◆ MATERIAL GUARDADO ◆
-=-=-=-=-

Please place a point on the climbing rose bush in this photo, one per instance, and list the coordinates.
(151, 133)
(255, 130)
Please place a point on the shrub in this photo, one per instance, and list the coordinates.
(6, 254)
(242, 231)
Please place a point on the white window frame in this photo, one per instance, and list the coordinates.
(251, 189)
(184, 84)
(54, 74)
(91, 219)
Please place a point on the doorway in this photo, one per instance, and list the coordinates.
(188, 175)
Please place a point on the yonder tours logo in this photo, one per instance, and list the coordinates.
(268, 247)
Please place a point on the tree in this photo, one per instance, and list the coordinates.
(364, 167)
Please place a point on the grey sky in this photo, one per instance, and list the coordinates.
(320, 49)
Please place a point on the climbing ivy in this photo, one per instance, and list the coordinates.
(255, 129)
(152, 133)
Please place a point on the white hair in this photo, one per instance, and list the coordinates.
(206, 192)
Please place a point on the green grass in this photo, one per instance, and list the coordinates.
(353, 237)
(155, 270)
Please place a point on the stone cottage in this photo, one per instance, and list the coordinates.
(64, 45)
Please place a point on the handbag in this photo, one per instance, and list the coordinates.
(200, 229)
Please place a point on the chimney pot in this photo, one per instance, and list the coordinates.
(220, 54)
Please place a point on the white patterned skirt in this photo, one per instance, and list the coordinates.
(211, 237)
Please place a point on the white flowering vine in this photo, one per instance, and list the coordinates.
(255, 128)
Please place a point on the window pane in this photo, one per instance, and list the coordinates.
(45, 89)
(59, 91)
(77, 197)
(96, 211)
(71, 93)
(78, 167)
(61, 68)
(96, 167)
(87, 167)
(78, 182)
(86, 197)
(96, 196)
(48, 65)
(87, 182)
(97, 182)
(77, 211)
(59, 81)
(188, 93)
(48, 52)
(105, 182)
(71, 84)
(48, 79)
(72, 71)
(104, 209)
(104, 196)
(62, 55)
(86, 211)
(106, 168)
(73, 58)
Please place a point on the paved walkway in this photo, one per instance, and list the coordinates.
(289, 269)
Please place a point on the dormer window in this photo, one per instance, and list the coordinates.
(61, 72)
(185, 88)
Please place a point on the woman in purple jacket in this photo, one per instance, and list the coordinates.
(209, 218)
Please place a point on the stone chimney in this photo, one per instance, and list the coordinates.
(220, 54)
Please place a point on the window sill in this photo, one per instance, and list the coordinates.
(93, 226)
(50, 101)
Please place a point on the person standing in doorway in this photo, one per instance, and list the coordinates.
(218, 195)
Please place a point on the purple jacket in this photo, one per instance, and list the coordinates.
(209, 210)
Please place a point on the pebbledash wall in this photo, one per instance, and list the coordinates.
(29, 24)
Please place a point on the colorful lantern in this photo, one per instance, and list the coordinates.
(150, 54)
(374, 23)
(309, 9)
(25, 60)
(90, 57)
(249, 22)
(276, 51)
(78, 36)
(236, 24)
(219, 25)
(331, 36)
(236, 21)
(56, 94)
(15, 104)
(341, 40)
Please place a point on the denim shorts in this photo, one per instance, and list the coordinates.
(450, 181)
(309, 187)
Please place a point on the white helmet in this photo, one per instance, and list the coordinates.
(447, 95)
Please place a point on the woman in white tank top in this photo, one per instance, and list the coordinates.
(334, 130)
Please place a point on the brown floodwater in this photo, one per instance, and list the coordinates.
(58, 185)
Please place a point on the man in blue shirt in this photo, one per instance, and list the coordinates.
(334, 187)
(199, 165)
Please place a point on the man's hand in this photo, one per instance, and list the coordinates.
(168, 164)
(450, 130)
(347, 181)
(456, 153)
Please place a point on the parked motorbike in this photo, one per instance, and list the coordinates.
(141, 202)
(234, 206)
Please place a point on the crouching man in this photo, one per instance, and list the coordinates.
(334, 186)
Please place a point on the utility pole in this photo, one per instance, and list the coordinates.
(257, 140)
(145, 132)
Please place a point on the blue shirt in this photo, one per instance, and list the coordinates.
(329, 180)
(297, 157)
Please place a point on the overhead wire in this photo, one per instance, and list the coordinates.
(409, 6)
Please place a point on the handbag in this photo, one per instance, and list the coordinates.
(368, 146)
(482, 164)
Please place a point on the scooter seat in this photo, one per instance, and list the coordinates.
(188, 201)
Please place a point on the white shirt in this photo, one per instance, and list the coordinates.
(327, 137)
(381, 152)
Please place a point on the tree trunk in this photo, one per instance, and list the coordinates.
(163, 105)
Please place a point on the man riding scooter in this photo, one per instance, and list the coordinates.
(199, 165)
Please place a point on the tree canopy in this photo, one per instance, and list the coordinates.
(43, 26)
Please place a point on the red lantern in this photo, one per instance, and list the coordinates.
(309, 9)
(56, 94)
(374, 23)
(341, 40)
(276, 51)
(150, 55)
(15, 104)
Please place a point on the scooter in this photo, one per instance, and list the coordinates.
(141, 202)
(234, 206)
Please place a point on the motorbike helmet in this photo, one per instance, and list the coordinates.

-=-=-=-=-

Repite todo el material anterior línea por línea, sin cambiar nada.

◆ RESULTADO ◆
Please place a point on the climbing rose bush in this photo, one per instance, and list the coordinates.
(151, 133)
(255, 130)
Please place a point on the shrub in this photo, one per instance, and list the coordinates.
(6, 254)
(242, 231)
Please place a point on the white window frame in this photo, one per instance, and list the coordinates.
(251, 189)
(184, 84)
(54, 74)
(91, 219)
Please place a point on the doorway in this photo, one per instance, and list the coordinates.
(188, 175)
Please place a point on the yonder tours logo in this photo, one per instance, and list the coordinates.
(268, 247)
Please place a point on the tree in this photo, one per instance, and list the coordinates.
(364, 167)
Please place a point on the grey sky in this photo, one per instance, and list the coordinates.
(320, 49)
Please place a point on the climbing ivy in this photo, one per instance, and list the coordinates.
(255, 129)
(152, 133)
Please place a point on the white hair in this photo, one per instance, and list the coordinates.
(206, 192)
Please place a point on the green grass in this photo, one per instance, and list the coordinates.
(353, 237)
(155, 270)
Please place a point on the stone cottage in this photo, one per instance, and list the coordinates.
(64, 45)
Please place a point on the handbag in this photo, one per instance, and list the coordinates.
(200, 229)
Please place a point on the chimney pot in this photo, one per instance, and list the coordinates.
(220, 54)
Please place a point on the white patterned skirt in this photo, one per instance, and list the coordinates.
(211, 237)
Please place a point on the white flowering vine in this photo, one per instance, and list the coordinates.
(255, 128)
Please place a point on the window pane in this photo, one per instance, and list the coordinates.
(45, 89)
(59, 91)
(77, 197)
(96, 211)
(71, 93)
(78, 167)
(61, 68)
(96, 167)
(87, 167)
(78, 182)
(86, 197)
(96, 196)
(48, 65)
(87, 182)
(97, 182)
(77, 211)
(59, 81)
(188, 93)
(48, 52)
(105, 182)
(71, 84)
(48, 79)
(72, 71)
(104, 209)
(104, 196)
(62, 55)
(86, 211)
(106, 168)
(73, 58)
Please place a point on the paved walkway in this photo, one per instance, and list the coordinates.
(289, 269)
Please place a point on the dormer window in this photo, one per instance, and list the coordinates.
(61, 72)
(185, 88)
Please place a point on the woman in purple jacket in this photo, one per instance, and list the coordinates.
(209, 218)
Please place a point on the stone chimney in this photo, one per instance, and list the coordinates.
(220, 54)
Please place a point on the window sill in this photo, one per instance, and list the coordinates.
(93, 226)
(50, 101)
Please place a point on the person standing in doorway in this photo, one per instance, and list the coordinates.
(218, 195)
Please place a point on the purple jacket in this photo, one per instance, and list the coordinates.
(209, 210)
Please place a point on the pebbledash wall in this photo, one per instance, and list the coordinates.
(29, 24)
Please place a point on the colorful lantern in this photo, one per instance, and list the coordinates.
(150, 54)
(374, 23)
(309, 9)
(25, 60)
(90, 57)
(249, 22)
(276, 51)
(78, 36)
(236, 24)
(219, 25)
(331, 36)
(236, 21)
(56, 94)
(15, 104)
(341, 40)
Please place a point on the denim shorts in this photo, one per instance, and list the coordinates.
(450, 181)
(309, 187)
Please place a point on the white helmet in this photo, one per instance, and list the coordinates.
(447, 95)
Please place a point on the woman in white tank top in this photo, one per instance, and list the coordinates.
(334, 130)
Please place a point on the brown floodwater in this photo, one per instance, and list the coordinates.
(58, 185)
Please place a point on the man in blue shirt in this photo, one per instance, and list the coordinates.
(334, 187)
(199, 165)
Please place a point on the man's hand in this photo, one per instance, and list the coordinates.
(168, 164)
(450, 130)
(347, 181)
(456, 153)
Please place a point on the parked motorbike in this photo, one per instance, and list the coordinates.
(141, 202)
(234, 206)
Please place a point on the crouching man in this photo, one per instance, and list the coordinates.
(334, 186)
Please place a point on the utility pole in this photo, one per instance, and list the coordinates.
(257, 140)
(145, 132)
Please place a point on the blue shirt in this photo, one per instance, and list the coordinates.
(329, 180)
(297, 157)
Please place a point on the overhead wire in this photo, one per instance, and list the coordinates.
(409, 6)
Please place a point on the handbag in this photo, one per instance, and list the coordinates.
(368, 146)
(482, 164)
Please place a point on the scooter seat in this photo, one per instance, and list the coordinates.
(188, 201)
Please place a point on the white shirt in this photo, one per instance, and list the coordinates.
(327, 137)
(381, 152)
Please place a point on the tree trunk in this photo, one per instance, and list the coordinates.
(163, 105)
Please place a point on the man riding scooter in this photo, one per instance, and list the coordinates.
(199, 165)
Please place a point on the tree canopy in this photo, one per instance, and list the coordinates.
(43, 26)
Please place a point on the red lantern in this photo, one per instance, and list the coordinates.
(309, 9)
(56, 94)
(374, 23)
(341, 40)
(276, 51)
(150, 55)
(15, 104)
Please place a point on the scooter in this photo, one per instance, and list the coordinates.
(141, 202)
(234, 206)
Please place a point on the motorbike helmet in this photo, one per instance, and list the coordinates.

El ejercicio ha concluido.